Pubblicato il 22 ottobre 2006 da Marco Di Cesare


FESTA DEL CINEMA DI ROMA - ROBERT DE NIRO INCONTRA IL PUBBLICO

Mario Sesti, Vincenzo Mollica e il pubblico della Sala Sinopoli dell’Auditorium accolgono calorosamente uno dei più grandi attori nella storia del cinema.
Viene annunciato che saranno mostrate tre clip che De Niro stesso ha scelto fra le sue performance e dieci minuti, in anteprima mondiale, di The Good Shepherd, il film che sta realizzando come regista e interprete.

Dopo i saluti di rito sullo schermo appare il monologo allo specchio in Taxi Driver: la prova di aggressività.

Kubrick una volta disse che fare cinema significa seguire un attore con una macchina da presa e sperare che lui faccia qualcosa di straordinario. Potrebbe dirci qualcosa su questa celeberrima scena?

E’ passato così tanto tempo che temo di non ricordare. In parte è stata improvvisata, in parte era già stata scritta così: ma non ricordo cosa è stato improvvisato e cosa era sul copione.
Per me è imbarazzante rivedermi, soprattutto in quella scena.

Poco fa le è stato consegnato il passaporto italiano, lo desiderava da tempo: cosa significa ora, per lei, averlo?

E’ come un cerchio che si chiude, è un destino che si compie: la mia famiglia è di origini italiane, per me è come essere tornato a casa; mi fa molto piacere, non vedo l’ora di mostrarlo ai miei figli quando torno in America.

L’anno scorso a Roma c’è stata una mostra su suo padre, Robert Senior, un pittore; e anche sua madre era una pittrice. Quanto sono stati importanti per la sua formazione artistica?

Certamente mi hanno sostenuto e aiutato nella mia decisione, che non è mai stata valutata negativamente, diversamente da quanto potrebbe accadere in altri contesti, dove la recitazione viene sconsigliata perché non è considerata come un vero mestiere, ma sa dare solo delusioni.

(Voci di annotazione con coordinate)

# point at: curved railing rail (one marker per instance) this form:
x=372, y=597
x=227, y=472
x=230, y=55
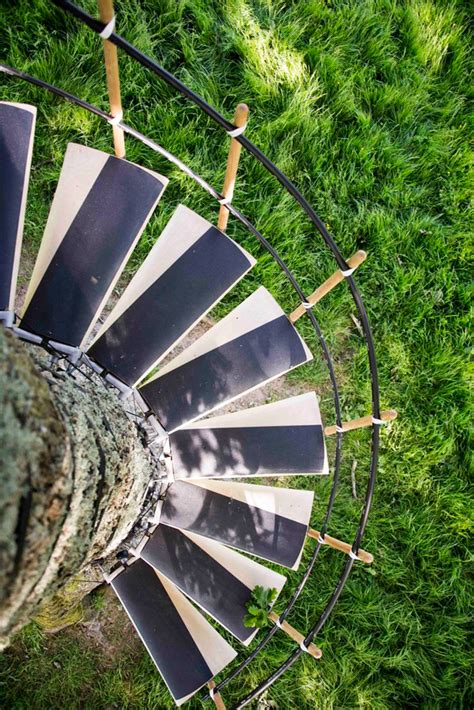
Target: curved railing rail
x=171, y=80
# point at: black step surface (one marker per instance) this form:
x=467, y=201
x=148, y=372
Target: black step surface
x=170, y=306
x=202, y=578
x=250, y=451
x=233, y=522
x=92, y=253
x=16, y=135
x=162, y=629
x=228, y=371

Compiti richiesti:
[1] Per ciascuna affermazione, stabilisci se concorda con il resoconto dell'incontro con De Niro: rispondi sì o no e riporta fra virgolette le parole del resoconto che lo decidono.
(a) Le tre clip proiettate sono state scelte da De Niro in persona.
(b) De Niro ricorda con precisione quali parti della scena di Taxi Driver furono improvvisate.
(c) I genitori di De Niro lo scoraggiarono dal fare l'attore.
[2] Prosegui il resoconto dell'incontro con De Niro a partire dalla sua ultima frase.
L'elenco proviene da un'altra fonte.

Compiti svolti:
[1]
(a) Sì: "tre clip che De Niro stesso ha scelto fra le sue performance".
(b) No: "non ricordo cosa è stato improvvisato e cosa era sul copione".
(c) No: "Certamente mi hanno sostenuto e aiutato nella mia decisione".

[2]
(Scende il buio, ma la sala viene presto illuminata dal "sacrificio" di Jake La Motta per mano di Sugar Ray Robinson in Toro scatenato.)

Ormai il suo perfezionismo è diventato un mito: l’identificazione col personaggio, giunta addirittura fino a cambiare la forma del proprio corpo. Quanto crede che questa idea sia ancora fondamentale per il mestiere dell’attore? Alla Festa del Cinema c’è stata anche una retrospettiva sull’Actor’s Studio.

Beh, non dico di applicarlo sempre e comunque con questo grado di intensità, ma, se possibile, vale ancora.

Ha provato qualcosa di speciale nel fare Toro scatenato?

Dopo aver letto il libro, mandatomi in Nord Italia mentre giravo Novecento, chiamai Scorsese e gli dissi che, anche se non si trattava di un capolavoro, era comunque interessante, perché mostrava un grande cuore e una grande passione. Io ho fatto il film per motivi miei, Martin per i suoi: io ero interessato alla figura di un pugile che cade letteralmente a pezzi. A volte incontravo Jake a New York, lavorava in un locale: non stava fisicamente poi così male, ma di certo era soprappeso rispetto alla sua giovinezza di sportivo.

Lei ha girato C’era una volta in America proprio qui a Roma: potrebbe parlarci del suo rapporto con Leone? E poi, cosa faceva la sera...?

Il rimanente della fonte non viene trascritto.